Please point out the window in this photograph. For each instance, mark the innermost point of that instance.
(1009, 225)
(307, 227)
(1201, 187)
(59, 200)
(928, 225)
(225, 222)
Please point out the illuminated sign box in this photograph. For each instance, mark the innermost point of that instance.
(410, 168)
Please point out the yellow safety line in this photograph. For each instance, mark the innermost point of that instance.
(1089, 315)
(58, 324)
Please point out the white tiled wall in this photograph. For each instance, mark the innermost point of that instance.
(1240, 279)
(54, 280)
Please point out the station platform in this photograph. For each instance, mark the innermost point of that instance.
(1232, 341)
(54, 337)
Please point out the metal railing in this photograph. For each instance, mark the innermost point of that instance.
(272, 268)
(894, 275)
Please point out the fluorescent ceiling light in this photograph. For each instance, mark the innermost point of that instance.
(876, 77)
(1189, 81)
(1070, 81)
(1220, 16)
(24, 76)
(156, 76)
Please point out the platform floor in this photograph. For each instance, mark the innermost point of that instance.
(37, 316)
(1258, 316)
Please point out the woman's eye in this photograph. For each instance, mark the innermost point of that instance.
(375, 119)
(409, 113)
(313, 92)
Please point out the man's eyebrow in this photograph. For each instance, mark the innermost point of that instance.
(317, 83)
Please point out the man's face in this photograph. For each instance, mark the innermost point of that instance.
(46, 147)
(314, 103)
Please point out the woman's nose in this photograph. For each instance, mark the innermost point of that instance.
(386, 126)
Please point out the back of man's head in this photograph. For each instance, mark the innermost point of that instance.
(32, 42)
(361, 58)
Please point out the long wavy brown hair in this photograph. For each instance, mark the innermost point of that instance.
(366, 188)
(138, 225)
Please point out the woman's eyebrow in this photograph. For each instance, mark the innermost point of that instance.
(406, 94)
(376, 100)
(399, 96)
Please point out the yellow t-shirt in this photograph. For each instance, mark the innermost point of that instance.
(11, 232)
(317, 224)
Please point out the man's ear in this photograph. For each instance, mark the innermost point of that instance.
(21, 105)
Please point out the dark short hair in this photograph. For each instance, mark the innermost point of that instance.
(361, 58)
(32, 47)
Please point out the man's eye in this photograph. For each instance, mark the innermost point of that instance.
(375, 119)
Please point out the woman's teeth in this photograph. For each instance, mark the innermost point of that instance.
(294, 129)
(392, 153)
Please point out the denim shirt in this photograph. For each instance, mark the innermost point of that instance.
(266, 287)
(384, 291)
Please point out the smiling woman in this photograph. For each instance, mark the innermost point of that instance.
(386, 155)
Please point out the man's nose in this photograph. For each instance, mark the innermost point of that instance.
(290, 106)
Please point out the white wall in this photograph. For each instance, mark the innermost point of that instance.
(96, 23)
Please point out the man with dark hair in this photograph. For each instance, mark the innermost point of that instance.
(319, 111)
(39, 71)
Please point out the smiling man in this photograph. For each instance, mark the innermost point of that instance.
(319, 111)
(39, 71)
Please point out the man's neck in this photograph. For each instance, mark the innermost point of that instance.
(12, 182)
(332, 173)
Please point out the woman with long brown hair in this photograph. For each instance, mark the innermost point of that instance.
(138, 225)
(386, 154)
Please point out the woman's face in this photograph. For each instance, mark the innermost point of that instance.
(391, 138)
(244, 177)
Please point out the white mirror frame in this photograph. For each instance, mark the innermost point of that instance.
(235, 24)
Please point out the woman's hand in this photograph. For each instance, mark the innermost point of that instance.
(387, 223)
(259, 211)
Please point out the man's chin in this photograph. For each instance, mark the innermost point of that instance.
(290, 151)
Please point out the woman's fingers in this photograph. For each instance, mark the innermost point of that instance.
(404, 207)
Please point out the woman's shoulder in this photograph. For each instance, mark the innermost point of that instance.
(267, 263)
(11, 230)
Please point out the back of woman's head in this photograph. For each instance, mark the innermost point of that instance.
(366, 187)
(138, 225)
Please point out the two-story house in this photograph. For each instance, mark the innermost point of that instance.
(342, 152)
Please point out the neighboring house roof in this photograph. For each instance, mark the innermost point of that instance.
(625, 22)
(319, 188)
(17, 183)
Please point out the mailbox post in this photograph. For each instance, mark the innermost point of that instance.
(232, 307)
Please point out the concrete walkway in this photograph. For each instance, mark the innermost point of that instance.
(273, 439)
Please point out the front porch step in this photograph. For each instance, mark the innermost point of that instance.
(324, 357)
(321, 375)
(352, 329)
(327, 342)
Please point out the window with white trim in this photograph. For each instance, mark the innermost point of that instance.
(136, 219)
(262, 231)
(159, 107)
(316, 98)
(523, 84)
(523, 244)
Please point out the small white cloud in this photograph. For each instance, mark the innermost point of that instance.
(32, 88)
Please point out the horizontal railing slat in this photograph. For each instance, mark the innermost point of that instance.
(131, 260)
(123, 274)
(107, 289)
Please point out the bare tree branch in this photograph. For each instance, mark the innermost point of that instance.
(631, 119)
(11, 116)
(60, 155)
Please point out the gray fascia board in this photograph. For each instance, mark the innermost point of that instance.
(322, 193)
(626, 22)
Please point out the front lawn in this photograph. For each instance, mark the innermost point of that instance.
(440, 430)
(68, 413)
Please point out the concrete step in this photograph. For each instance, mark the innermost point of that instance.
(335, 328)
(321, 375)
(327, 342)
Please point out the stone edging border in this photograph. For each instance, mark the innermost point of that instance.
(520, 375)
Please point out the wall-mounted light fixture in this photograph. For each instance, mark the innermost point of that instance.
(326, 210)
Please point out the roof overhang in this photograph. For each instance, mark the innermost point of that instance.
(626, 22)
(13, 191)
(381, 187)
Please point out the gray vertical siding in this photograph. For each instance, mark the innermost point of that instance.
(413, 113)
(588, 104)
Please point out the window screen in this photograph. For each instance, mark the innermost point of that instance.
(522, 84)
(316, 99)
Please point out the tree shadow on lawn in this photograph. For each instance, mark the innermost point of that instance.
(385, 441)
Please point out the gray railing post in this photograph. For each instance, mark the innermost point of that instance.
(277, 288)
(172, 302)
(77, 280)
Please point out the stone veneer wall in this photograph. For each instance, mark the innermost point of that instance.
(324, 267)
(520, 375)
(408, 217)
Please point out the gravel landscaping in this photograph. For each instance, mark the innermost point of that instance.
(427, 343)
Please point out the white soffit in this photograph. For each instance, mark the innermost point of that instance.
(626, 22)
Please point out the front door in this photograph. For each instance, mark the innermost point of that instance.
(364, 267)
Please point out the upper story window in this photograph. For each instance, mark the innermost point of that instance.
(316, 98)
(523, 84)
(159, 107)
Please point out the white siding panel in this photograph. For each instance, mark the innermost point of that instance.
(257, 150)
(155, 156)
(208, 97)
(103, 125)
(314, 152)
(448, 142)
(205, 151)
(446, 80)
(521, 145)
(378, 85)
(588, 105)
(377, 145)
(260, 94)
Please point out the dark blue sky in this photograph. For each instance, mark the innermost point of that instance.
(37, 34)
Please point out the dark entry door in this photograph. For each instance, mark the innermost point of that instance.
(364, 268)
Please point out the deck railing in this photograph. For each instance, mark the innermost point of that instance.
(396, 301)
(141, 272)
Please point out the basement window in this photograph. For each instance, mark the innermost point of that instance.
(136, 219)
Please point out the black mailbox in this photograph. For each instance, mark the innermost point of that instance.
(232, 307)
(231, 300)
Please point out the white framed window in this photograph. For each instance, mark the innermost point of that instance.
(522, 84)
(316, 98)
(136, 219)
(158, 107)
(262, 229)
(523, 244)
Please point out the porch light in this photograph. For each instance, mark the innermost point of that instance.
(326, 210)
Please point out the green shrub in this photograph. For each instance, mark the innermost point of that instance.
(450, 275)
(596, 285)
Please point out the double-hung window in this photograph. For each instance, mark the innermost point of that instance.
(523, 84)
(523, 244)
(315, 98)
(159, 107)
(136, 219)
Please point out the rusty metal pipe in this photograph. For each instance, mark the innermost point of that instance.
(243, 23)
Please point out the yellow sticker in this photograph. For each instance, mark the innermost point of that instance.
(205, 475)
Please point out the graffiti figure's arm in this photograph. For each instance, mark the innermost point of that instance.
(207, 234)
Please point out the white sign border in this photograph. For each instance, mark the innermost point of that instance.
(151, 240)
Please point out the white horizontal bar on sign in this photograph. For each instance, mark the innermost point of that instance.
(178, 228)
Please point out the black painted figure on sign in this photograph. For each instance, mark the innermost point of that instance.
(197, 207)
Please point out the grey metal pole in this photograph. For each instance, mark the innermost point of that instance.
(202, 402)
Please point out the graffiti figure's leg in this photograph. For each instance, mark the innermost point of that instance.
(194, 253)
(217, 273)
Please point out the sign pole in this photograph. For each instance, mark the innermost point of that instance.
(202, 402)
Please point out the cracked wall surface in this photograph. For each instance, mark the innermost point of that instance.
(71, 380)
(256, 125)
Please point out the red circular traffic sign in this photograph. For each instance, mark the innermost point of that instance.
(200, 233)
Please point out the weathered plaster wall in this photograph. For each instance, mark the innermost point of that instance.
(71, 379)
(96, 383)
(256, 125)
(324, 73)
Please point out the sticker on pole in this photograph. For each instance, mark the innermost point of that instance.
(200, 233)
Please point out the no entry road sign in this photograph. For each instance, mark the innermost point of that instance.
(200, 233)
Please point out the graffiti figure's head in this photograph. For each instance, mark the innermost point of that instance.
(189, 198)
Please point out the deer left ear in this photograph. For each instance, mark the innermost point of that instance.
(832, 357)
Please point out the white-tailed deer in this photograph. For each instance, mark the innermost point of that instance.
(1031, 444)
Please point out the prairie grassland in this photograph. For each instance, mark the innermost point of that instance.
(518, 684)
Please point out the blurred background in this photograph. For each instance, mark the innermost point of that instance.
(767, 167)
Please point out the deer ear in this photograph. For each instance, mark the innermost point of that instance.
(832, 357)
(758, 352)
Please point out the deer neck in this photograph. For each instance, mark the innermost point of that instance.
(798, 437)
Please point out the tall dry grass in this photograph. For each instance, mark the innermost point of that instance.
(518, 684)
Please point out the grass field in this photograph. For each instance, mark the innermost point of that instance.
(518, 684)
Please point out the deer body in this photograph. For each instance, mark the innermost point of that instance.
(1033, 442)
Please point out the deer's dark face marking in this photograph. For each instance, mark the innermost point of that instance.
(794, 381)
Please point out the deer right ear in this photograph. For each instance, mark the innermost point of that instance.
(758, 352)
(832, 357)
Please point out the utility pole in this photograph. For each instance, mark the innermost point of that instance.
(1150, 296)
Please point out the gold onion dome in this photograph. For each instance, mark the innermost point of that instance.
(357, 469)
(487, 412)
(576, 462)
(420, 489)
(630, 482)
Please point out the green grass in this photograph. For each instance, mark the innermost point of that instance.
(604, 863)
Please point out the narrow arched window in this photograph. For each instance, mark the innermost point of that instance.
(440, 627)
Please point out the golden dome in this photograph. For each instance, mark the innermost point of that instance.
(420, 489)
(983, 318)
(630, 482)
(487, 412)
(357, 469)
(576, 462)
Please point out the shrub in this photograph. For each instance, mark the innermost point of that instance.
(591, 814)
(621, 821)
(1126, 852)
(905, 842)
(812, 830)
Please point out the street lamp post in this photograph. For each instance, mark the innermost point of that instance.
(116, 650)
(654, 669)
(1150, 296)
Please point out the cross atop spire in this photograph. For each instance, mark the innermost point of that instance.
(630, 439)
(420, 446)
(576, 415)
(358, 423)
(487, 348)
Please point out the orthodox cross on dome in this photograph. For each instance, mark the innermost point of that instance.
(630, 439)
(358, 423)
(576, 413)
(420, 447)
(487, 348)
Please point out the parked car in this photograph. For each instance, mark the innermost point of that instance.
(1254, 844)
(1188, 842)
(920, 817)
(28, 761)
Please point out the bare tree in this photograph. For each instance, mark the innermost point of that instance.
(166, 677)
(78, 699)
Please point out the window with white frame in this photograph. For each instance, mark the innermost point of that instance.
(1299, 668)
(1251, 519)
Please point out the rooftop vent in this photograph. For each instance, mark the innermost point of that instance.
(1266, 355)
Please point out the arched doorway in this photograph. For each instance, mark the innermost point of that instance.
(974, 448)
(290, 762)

★ ★ ★ ★ ★ ★ ★

Please extract exactly, and only, the lines from the line containing "Please point out the street" through the last line of the records.

= Exercise solution =
Please point out the street lamp post in this photograph. For each instance, mark the innermost point of that instance.
(116, 650)
(654, 669)
(1150, 296)
Please point out the cross atop spire in this photograph. For each instance, mark the innermost point of that instance.
(630, 439)
(420, 446)
(576, 415)
(358, 423)
(487, 348)
Please point out the orthodox cross on dome in this photograph. For each instance, mark the innermost point of that instance.
(630, 439)
(358, 423)
(576, 413)
(420, 447)
(487, 348)
Please point out the parked car in this photograph. For each instance, mark the innermost point of that instance.
(1254, 844)
(1188, 842)
(920, 817)
(28, 761)
Please point out the bare tree in this photograph. For each instance, mark the innermost point of that instance.
(166, 677)
(78, 699)
Please point out the window with white frame in this photograph. For each instance, mark the innermost point of that instance.
(1299, 668)
(1251, 519)
Please point out the rooftop vent in this photograph. For each instance, mark the innermost point of that instance.
(1266, 355)
Please point out the arched doorway in this photograph. For each instance, mark the innermost point of that instance.
(974, 448)
(290, 762)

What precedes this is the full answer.